| Required work |
Your answer should consist of the lines in the data below that contain "mode".

Point-per-instance localization data
# # # #

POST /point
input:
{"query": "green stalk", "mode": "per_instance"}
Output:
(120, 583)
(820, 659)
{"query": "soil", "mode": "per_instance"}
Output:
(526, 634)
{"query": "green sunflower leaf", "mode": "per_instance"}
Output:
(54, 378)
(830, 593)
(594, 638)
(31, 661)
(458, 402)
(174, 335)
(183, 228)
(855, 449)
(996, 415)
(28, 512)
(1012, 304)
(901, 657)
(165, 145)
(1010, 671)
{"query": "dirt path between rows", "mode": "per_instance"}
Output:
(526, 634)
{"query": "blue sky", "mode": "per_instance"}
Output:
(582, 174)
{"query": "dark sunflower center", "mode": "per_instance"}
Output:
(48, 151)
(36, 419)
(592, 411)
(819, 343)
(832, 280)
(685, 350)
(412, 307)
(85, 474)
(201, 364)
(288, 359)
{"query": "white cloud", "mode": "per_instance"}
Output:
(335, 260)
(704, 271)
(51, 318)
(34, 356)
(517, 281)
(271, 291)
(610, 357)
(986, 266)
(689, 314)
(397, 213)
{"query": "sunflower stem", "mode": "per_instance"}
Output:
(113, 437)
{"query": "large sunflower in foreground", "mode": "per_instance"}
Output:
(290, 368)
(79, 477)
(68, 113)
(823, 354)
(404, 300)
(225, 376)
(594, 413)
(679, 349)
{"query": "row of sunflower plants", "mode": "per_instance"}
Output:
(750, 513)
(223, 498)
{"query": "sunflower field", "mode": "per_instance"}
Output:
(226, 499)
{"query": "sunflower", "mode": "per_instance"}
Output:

# # # #

| Problem solution |
{"query": "green stalk", "mode": "per_instance"}
{"query": "soil", "mode": "per_instance"}
{"query": "green sunflower leaf", "mode": "per_instance"}
{"query": "dirt path between rows", "mode": "per_instance"}
{"query": "blue sky", "mode": "per_instance"}
{"query": "dark sunflower center", "mode": "per_instance"}
{"query": "white cloud", "mode": "per_instance"}
{"query": "sunflower stem", "mode": "per_instance"}
{"query": "large sunflower in foreground", "mode": "per_instance"}
{"query": "row of sunflower plants", "mode": "per_instance"}
{"query": "sunflower field", "mode": "per_instance"}
{"query": "sunflower", "mode": "per_instance"}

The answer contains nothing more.